Position annotation records:
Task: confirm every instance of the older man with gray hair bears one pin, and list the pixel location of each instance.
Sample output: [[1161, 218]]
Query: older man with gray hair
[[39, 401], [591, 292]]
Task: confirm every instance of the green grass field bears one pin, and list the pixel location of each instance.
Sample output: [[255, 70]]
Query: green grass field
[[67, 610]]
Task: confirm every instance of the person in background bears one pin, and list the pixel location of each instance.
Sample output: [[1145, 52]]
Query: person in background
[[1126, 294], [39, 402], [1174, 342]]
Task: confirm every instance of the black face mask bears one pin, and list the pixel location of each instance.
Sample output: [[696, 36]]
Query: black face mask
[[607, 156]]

=== Short exercise ===
Rewrite the part of the records that opens with the line containing "Task: confirm every instance of the person" and closes with the final line of the records, keeping every line including the requests. Offset each pixel coordinate in the answers by adding 114, and leave the sample outputs unchanged.

=== Task result ===
Task: confirm every instance of the person in background bears one pin, and list the pixel location of each instance.
Sample output: [[1145, 52]]
Query: person in background
[[1240, 408], [153, 516], [1288, 456]]
Task: confirm every instance of the black face mask bears one pin, and list the pixel location of each instance.
Sample output: [[696, 36]]
Query: black face mask
[[721, 270]]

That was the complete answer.